▶ [Document excerpt]:
+ + +

Issue (i): whether the writ petitions should be rejected on the ground of an alternative remedy under the DVAT Act
Analysis: The existence of an objection remedy did not bar writ jurisdiction where the impugned orders disclosed obvious and glaring errors. The challenge went to the legality of the assessment notices themselves and the Court found that relegating the petitioner to the alternative forum would only prolong the dispute without effective relief.
Conclusion: The alternative remedy objection was rejected.
Issue (ii): whether service of the notices under section 59(2) of the DVAT Act by uploading them on the departmental website amounted to valid service
Analysis: The electronic mode of service was tested against section 100A of the DVAT Act, rule 62 of the DVAT Rules and sections 12 and 13 of the Information Technology Act. The Commissioner's order dated 17 January 2014 validly prescribed website-based service as a recognized mode of service and made the notices available to dealers on their login pages. The Court held that the system of electronic service was not inconsistent with the IT Act and that a registered dealer was expected to access the departmental website.
Conclusion: The notices were held to have been validly served.

+ + +

▶ [Supplied data]:
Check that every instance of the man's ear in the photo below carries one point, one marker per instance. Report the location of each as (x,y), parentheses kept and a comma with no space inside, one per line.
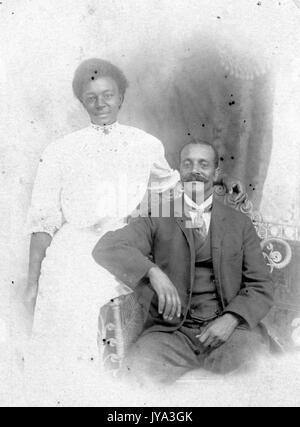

+ + +

▶ [Tasks for this exercise]:
(a) Reproduce the ruling summary word for word, from "Conclusion: The alternative" up to and including "been validly served.".
(b) Using the ruling summary, decide whether each statement agrees with it, answering yes or no and quoting the deciding words: (i) The Court relegated the petitioner to the alternative forum. (ii) The Commissioner's order on website-based service was dated 17 January 2014. (iii) The notices were found not to have been validly served.
The lines have no connection to the ruling summary.

▶ [Responses by task]:
(a)
Conclusion: The alternative remedy objection was rejected.
Issue (ii): whether service of the notices under section 59(2) of the DVAT Act by uploading them on the departmental website amounted to valid service
Analysis: The electronic mode of service was tested against section 100A of the DVAT Act, rule 62 of the DVAT Rules and sections 12 and 13 of the Information Technology Act. The Commissioner's order dated 17 January 2014 validly prescribed website-based service as a recognized mode of service and made the notices available to dealers on their login pages. The Court held that the system of electronic service was not inconsistent with the IT Act and that a registered dealer was expected to access the departmental website.
Conclusion: The notices were held to have been validly served.

(b)
(i) No: "The alternative remedy objection was rejected."
(ii) Yes: "The Commissioner's order dated 17 January 2014 validly prescribed website-based service as a recognized mode of service"
(iii) No: "The notices were held to have been validly served."